> [What the exercise asks]: Select every line in the rows below that contains the word "loose", and treat uppercase and lowercase letters as different.

> [Data under study]:

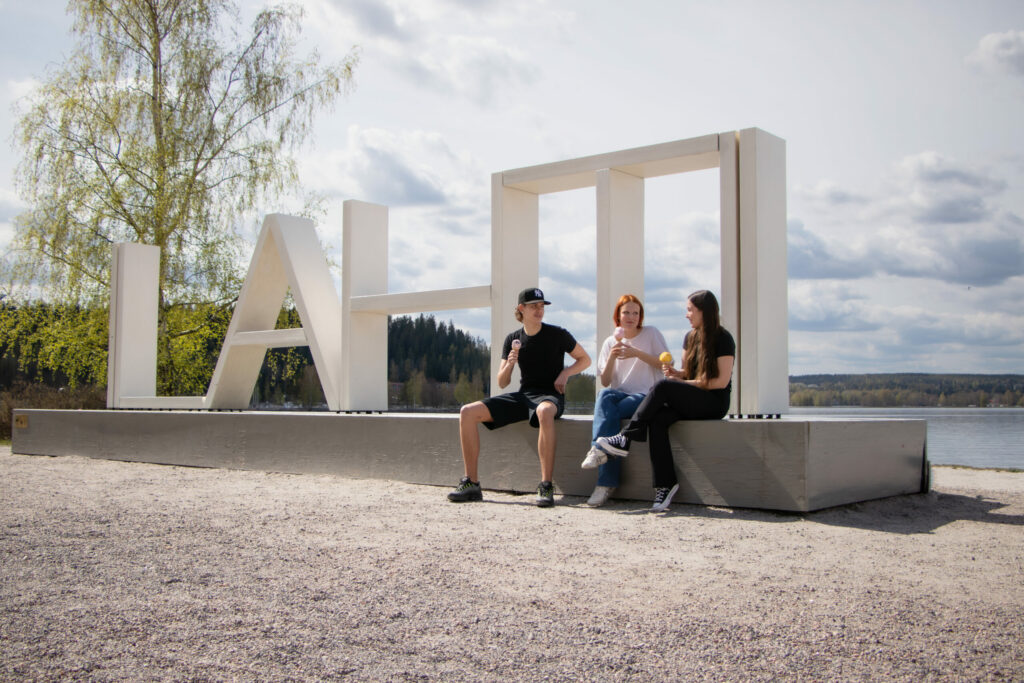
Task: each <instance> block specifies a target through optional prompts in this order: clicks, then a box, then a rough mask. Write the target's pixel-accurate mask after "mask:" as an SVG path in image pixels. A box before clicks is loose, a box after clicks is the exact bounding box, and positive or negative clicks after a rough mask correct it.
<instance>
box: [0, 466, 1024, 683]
mask: <svg viewBox="0 0 1024 683" xmlns="http://www.w3.org/2000/svg"><path fill="white" fill-rule="evenodd" d="M935 488H936V490H935V492H934V493H932V494H929V495H924V496H920V495H919V496H905V497H898V498H892V499H887V500H883V501H874V502H868V503H861V504H857V505H850V506H844V507H840V508H834V509H830V510H824V511H820V512H815V513H810V514H806V515H799V514H779V513H772V512H762V511H753V510H730V509H724V508H708V507H700V506H690V505H676V506H673V508H672V510H671V511H670V512H668V513H666V514H659V515H652V514H648V513H646V512H645V510H644V509H643V507H642V506H641V505H640V504H637V503H616V504H613V505H611V506H609V507H607V508H602V509H590V508H587V507H585V506H584V505H583V499H580V498H556V502H557V505H556V507H555V508H553V509H548V510H544V509H539V508H536V507H534V506H532V505H531V502H532V497H531V496H529V497H526V496H524V497H516V496H511V495H505V494H494V493H490V492H485V495H484V496H485V501H484V502H483V503H474V504H463V505H455V504H450V503H447V502H446V501H445V499H444V496H445V494H446V490H447V489H444V488H438V487H432V486H418V485H411V484H404V483H395V482H390V481H380V480H355V479H342V478H338V477H331V476H312V475H290V474H273V473H263V472H246V471H231V470H215V469H188V468H180V467H166V466H158V465H145V464H137V463H119V462H110V461H102V460H89V459H85V458H74V457H65V458H44V457H33V456H12V455H11V454H10V449H9V447H0V559H2V570H0V679H2V680H12V681H13V680H89V681H106V680H190V681H204V680H212V681H232V680H240V681H250V680H265V681H292V680H298V681H319V680H350V681H365V680H389V681H395V680H397V681H402V680H443V681H463V680H465V681H470V680H472V681H476V680H495V681H497V680H516V681H541V680H552V681H569V680H573V681H574V680H581V681H622V680H636V681H679V680H687V681H689V680H695V681H699V680H709V681H727V680H728V681H732V680H764V681H768V680H807V681H812V680H828V681H831V680H854V681H860V680H886V681H891V680H898V681H927V680H955V681H959V680H995V681H1002V680H1007V681H1010V680H1024V473H1009V472H993V471H973V470H963V469H952V468H936V470H935Z"/></svg>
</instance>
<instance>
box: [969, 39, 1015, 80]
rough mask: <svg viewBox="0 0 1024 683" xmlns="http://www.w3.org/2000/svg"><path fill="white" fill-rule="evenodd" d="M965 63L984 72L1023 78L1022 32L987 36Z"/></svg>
mask: <svg viewBox="0 0 1024 683" xmlns="http://www.w3.org/2000/svg"><path fill="white" fill-rule="evenodd" d="M967 61H968V63H970V65H972V66H975V67H978V68H980V69H983V70H986V71H999V72H1009V73H1011V74H1014V75H1015V76H1024V31H1006V32H1004V33H990V34H988V35H987V36H985V37H984V38H982V39H981V40H980V41H979V42H978V47H976V48H975V50H974V51H973V52H972V53H971V54H970V55H968V57H967Z"/></svg>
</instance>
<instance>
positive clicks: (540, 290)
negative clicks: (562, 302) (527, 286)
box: [519, 287, 551, 306]
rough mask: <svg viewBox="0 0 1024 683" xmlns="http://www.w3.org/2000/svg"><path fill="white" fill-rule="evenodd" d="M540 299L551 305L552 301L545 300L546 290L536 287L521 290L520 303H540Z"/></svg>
mask: <svg viewBox="0 0 1024 683" xmlns="http://www.w3.org/2000/svg"><path fill="white" fill-rule="evenodd" d="M539 301H544V305H546V306H547V305H551V302H550V301H545V299H544V292H542V291H541V290H539V289H537V288H536V287H530V288H528V289H525V290H523V291H522V292H519V303H538V302H539Z"/></svg>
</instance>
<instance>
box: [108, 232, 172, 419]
mask: <svg viewBox="0 0 1024 683" xmlns="http://www.w3.org/2000/svg"><path fill="white" fill-rule="evenodd" d="M159 287H160V247H154V246H151V245H139V244H130V243H120V244H116V245H114V257H113V263H112V267H111V322H110V333H109V334H110V341H109V344H110V345H109V346H108V358H106V408H123V405H122V401H121V398H122V396H155V395H157V315H158V312H157V308H158V305H159V301H160V292H159Z"/></svg>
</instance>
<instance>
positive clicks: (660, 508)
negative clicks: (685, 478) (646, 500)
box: [650, 483, 679, 512]
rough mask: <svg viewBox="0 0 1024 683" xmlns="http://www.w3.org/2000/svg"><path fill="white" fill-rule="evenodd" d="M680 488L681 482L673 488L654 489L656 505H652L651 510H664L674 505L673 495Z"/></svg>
mask: <svg viewBox="0 0 1024 683" xmlns="http://www.w3.org/2000/svg"><path fill="white" fill-rule="evenodd" d="M677 490H679V484H678V483H677V484H676V485H675V486H673V487H672V488H655V489H654V505H652V506H650V511H651V512H664V511H665V510H668V509H669V506H670V505H672V497H673V496H675V495H676V492H677Z"/></svg>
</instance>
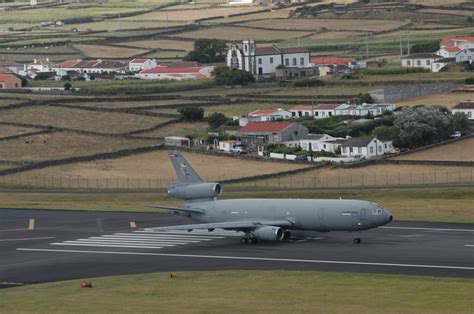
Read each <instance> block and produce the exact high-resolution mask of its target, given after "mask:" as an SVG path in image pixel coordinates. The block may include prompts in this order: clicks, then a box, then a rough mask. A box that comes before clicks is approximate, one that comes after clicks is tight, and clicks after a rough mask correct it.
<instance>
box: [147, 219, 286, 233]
mask: <svg viewBox="0 0 474 314" xmlns="http://www.w3.org/2000/svg"><path fill="white" fill-rule="evenodd" d="M291 225H292V224H291V222H290V221H288V220H252V221H250V220H249V221H229V222H214V223H204V224H193V225H180V226H166V227H154V228H146V229H145V230H146V231H172V230H193V229H230V230H244V229H256V228H258V227H261V226H276V227H291Z"/></svg>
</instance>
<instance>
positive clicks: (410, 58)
mask: <svg viewBox="0 0 474 314" xmlns="http://www.w3.org/2000/svg"><path fill="white" fill-rule="evenodd" d="M440 59H442V57H440V56H438V55H436V54H434V53H417V54H412V55H408V56H405V57H403V58H402V67H405V68H423V69H427V70H430V71H431V64H432V63H433V62H435V61H438V60H440Z"/></svg>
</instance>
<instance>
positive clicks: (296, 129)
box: [238, 121, 308, 147]
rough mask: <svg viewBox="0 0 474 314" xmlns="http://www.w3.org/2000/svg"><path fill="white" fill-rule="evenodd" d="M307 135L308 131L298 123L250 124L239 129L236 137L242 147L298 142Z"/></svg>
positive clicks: (266, 123)
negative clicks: (237, 133)
mask: <svg viewBox="0 0 474 314" xmlns="http://www.w3.org/2000/svg"><path fill="white" fill-rule="evenodd" d="M306 134H308V129H307V128H306V127H304V126H303V125H301V124H299V123H292V122H288V121H272V122H250V123H248V124H247V125H245V126H243V127H242V128H240V131H239V133H238V136H239V138H240V141H241V142H242V144H243V145H245V146H247V147H252V146H256V145H268V144H279V143H282V142H286V141H294V140H299V139H301V138H302V137H304V136H305V135H306Z"/></svg>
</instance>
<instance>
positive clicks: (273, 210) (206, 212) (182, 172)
mask: <svg viewBox="0 0 474 314" xmlns="http://www.w3.org/2000/svg"><path fill="white" fill-rule="evenodd" d="M169 156H170V158H171V162H172V164H173V167H174V169H175V170H176V174H177V176H178V182H175V183H171V184H170V185H169V186H168V194H169V195H171V196H173V197H176V198H179V199H182V200H184V203H183V204H182V205H181V206H180V207H169V206H152V207H158V208H164V209H168V210H170V212H172V213H176V214H179V215H185V216H188V217H190V218H192V219H194V220H197V221H199V222H200V223H199V224H191V225H180V226H166V227H155V228H148V229H147V230H149V231H170V230H188V231H192V230H194V229H208V230H209V231H213V230H214V229H225V230H236V231H241V232H244V233H245V235H244V236H243V237H242V239H241V242H242V243H248V244H250V243H256V242H258V241H281V240H284V239H287V238H289V237H290V235H291V230H314V231H320V232H329V231H349V232H353V233H355V234H358V233H359V232H360V231H363V230H368V229H372V228H377V227H379V226H382V225H385V224H387V223H389V222H390V221H392V219H393V216H392V215H391V214H390V212H388V211H387V210H386V209H384V208H383V207H382V206H380V205H378V204H376V203H373V202H368V201H363V200H342V199H262V198H258V199H255V198H254V199H229V200H218V199H217V198H218V196H220V195H221V194H222V187H221V185H220V184H219V183H210V182H204V181H203V180H202V179H201V177H200V176H199V175H198V174H197V173H196V172H195V171H194V169H193V168H192V167H191V166H190V165H189V163H188V162H187V161H186V160H185V159H184V158H183V156H182V155H181V153H180V152H178V151H173V152H170V154H169ZM360 242H361V239H360V238H359V237H355V238H354V243H360Z"/></svg>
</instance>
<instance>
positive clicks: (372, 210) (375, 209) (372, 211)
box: [372, 208, 382, 215]
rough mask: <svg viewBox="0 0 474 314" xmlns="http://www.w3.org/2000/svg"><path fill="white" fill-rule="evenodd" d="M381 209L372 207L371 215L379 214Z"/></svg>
mask: <svg viewBox="0 0 474 314" xmlns="http://www.w3.org/2000/svg"><path fill="white" fill-rule="evenodd" d="M380 214H382V210H381V209H380V208H376V209H372V215H380Z"/></svg>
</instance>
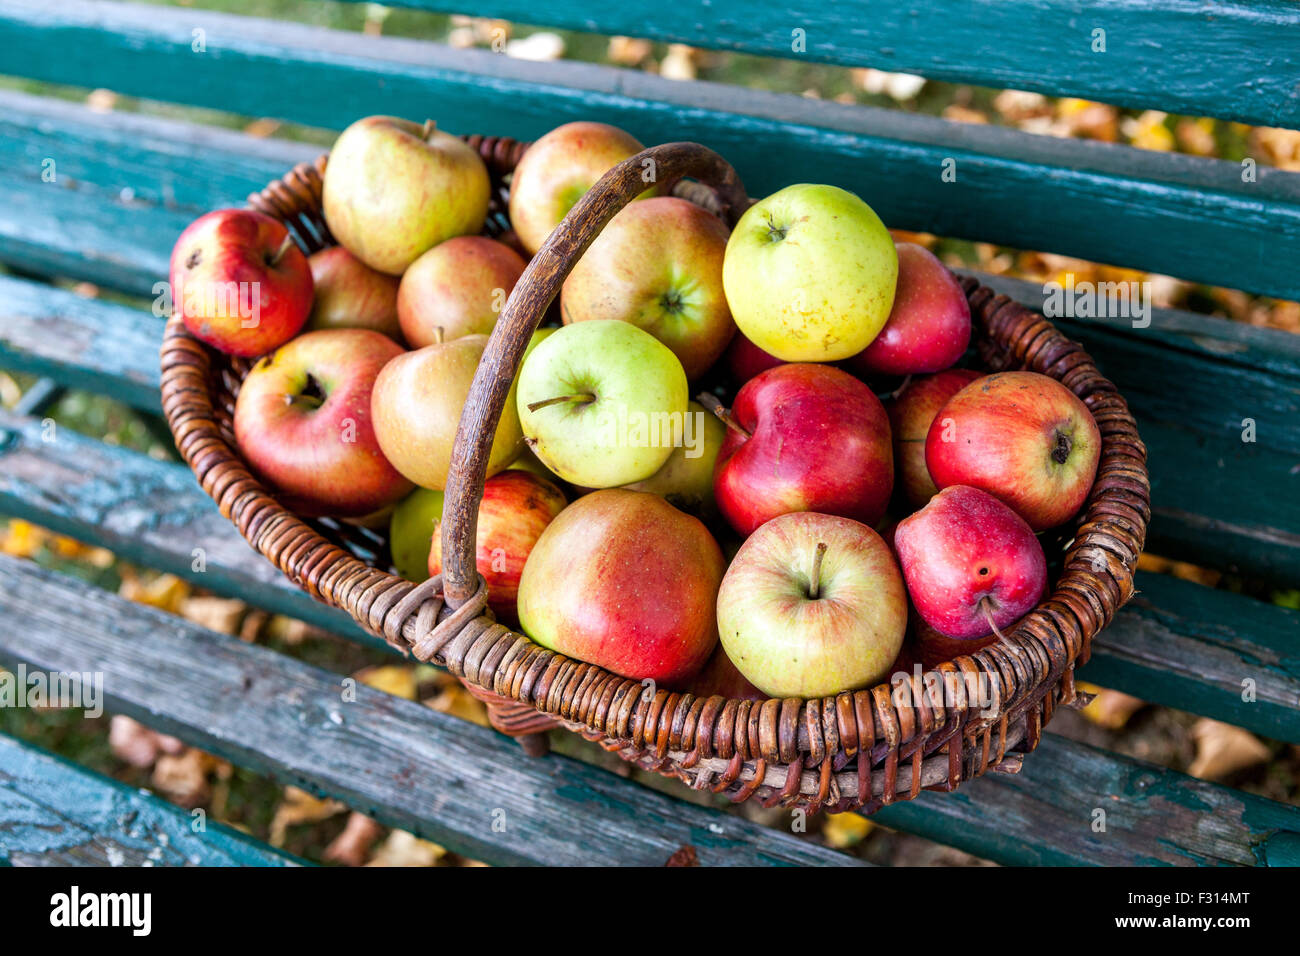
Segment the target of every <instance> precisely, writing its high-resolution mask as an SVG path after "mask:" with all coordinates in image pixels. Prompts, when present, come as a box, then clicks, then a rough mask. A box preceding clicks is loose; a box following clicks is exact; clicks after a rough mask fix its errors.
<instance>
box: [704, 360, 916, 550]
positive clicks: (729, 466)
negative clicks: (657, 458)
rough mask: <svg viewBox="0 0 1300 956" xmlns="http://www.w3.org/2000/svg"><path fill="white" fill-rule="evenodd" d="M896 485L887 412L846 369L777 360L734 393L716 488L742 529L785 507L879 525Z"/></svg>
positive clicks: (714, 491) (714, 492) (732, 514)
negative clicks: (781, 362)
mask: <svg viewBox="0 0 1300 956" xmlns="http://www.w3.org/2000/svg"><path fill="white" fill-rule="evenodd" d="M892 490H893V449H892V445H891V441H889V419H888V416H887V415H885V410H884V407H883V406H881V405H880V399H879V398H876V395H875V393H874V392H871V389H868V388H867V386H866V385H863V384H862V382H861V381H858V380H857V378H854V377H853V376H852V375H849V373H848V372H844V371H841V369H839V368H832V367H831V365H814V364H790V365H779V367H777V368H771V369H768V371H766V372H763V373H762V375H759V376H758V377H755V378H751V380H750V381H749V382H748V384H746V385H745V386H744V388H742V389H741V390H740V392H738V393H737V394H736V401H735V403H733V405H732V408H731V414H729V427H728V429H727V437H725V438H724V440H723V447H722V451H720V453H719V455H718V466H716V470H715V472H714V497H715V498H716V499H718V507H719V510H720V511H722V512H723V516H724V518H725V519H727V520H728V523H729V524H731V525H732V527H733V528H735V529H736V531H737V532H740V533H741V535H750V533H753V532H754V531H755V529H757V528H758V527H759V525H761V524H763V523H764V522H767V520H771V519H772V518H776V516H777V515H783V514H787V512H789V511H819V512H823V514H828V515H841V516H844V518H852V519H854V520H858V522H862V523H863V524H876V523H878V522H879V520H880V519H881V518H883V516H884V512H885V507H887V506H888V503H889V494H891V492H892Z"/></svg>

> [Result of the exercise]:
Task: each <instance> block specifies a target through optional prompts in this order: clicks, then a box, then a rough mask. Write the target's pixel-accurate mask after "mask:" as an SVG path in image pixels. A box before clicks is loose, a box after clicks is the exact bounding box, and positive or negative clicks after a rough mask correct it.
Segment the target of every <instance> precisely, writing its high-resolution mask as an SVG path after "mask:" with all coordinates in image pixels. Prompts, when present, come as a box, then clicks, then a rough mask. A box preceding clicks is loose; a box following clicks is exact; clicks after a rough mask fix its errors.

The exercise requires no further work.